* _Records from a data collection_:
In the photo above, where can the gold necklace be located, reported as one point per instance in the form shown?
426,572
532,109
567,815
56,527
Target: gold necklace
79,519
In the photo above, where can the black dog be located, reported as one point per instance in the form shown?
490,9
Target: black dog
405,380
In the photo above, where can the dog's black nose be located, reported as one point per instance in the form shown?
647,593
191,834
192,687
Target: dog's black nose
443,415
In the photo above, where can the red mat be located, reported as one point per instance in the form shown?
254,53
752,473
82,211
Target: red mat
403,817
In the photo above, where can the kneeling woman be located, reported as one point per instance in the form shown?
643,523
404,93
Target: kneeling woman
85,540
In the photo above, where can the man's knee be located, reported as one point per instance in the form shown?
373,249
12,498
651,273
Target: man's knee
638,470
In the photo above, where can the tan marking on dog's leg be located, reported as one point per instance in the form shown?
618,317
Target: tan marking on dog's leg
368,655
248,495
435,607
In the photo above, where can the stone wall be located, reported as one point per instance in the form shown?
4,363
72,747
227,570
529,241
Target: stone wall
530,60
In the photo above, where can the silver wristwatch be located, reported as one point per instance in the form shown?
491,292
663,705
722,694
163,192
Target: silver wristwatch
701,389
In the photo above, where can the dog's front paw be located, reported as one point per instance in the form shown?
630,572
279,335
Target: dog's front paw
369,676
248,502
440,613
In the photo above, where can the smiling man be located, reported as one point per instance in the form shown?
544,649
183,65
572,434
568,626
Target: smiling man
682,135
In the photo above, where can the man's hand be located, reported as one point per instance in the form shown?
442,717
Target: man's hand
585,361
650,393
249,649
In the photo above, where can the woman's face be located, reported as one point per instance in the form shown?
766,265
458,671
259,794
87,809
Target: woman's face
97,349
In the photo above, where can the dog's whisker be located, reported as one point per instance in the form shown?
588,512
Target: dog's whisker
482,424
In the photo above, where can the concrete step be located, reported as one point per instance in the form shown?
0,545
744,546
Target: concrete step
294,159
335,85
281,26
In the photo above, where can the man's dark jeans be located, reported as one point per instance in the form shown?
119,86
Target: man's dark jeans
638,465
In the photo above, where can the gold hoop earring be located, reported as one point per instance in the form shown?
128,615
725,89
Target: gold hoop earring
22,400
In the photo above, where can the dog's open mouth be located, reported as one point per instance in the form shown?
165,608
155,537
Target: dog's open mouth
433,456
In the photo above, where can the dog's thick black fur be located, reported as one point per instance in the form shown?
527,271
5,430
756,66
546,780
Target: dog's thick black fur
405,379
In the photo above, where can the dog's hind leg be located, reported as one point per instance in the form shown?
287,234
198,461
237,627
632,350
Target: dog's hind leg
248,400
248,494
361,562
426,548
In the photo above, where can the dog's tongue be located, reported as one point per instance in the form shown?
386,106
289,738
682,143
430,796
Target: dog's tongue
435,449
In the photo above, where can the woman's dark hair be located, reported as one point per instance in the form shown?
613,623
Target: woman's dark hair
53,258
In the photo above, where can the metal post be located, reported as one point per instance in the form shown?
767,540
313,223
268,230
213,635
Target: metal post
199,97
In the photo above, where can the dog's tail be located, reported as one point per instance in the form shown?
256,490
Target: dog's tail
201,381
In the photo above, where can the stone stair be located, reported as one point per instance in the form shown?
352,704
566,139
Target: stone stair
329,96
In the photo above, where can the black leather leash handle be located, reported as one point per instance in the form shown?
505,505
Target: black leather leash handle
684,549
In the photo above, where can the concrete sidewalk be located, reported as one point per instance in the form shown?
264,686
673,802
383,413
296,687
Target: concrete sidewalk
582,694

* _What this task involves_:
Retype the material word for word, starting at the line that contains "In the photo above, where can the stone stair" and continuing through the final line.

* _Exercise result_:
In the photo above, where can the stone stair be located, reported as one point per instance in the form shown?
352,704
566,139
Target: stone stair
329,96
In the photo above, where can the black leather leash handle be located, reported as one point per instance in the form shown?
505,505
Target: black leather leash handle
684,549
In the photo above, where can the concrete sidewalk be located, reported as one point per instance in the form shown?
264,686
673,802
383,413
296,687
Target: concrete sidewalk
582,694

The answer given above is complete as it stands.